### AIM
Please return each line in the entries below that contains the string "given". Matches must have the same letter case.

### TASK MATERIAL
______________________________

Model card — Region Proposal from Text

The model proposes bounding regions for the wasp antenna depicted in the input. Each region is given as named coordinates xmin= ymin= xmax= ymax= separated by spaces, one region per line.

______________________________

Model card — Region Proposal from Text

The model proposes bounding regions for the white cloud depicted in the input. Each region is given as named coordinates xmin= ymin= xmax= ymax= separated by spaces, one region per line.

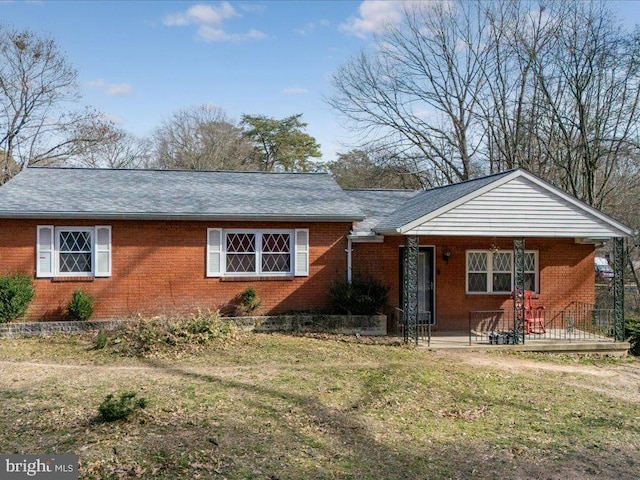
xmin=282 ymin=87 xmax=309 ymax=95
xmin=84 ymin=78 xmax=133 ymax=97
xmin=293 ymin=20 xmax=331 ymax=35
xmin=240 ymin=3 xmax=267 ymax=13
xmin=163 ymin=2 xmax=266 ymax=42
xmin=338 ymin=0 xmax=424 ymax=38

______________________________

### CORRECT ANSWER
The model proposes bounding regions for the wasp antenna depicted in the input. Each region is given as named coordinates xmin= ymin= xmax= ymax= separated by spaces, one region per line.
The model proposes bounding regions for the white cloud depicted in the input. Each region is given as named coordinates xmin= ymin= xmax= ymax= separated by spaces, one region per line.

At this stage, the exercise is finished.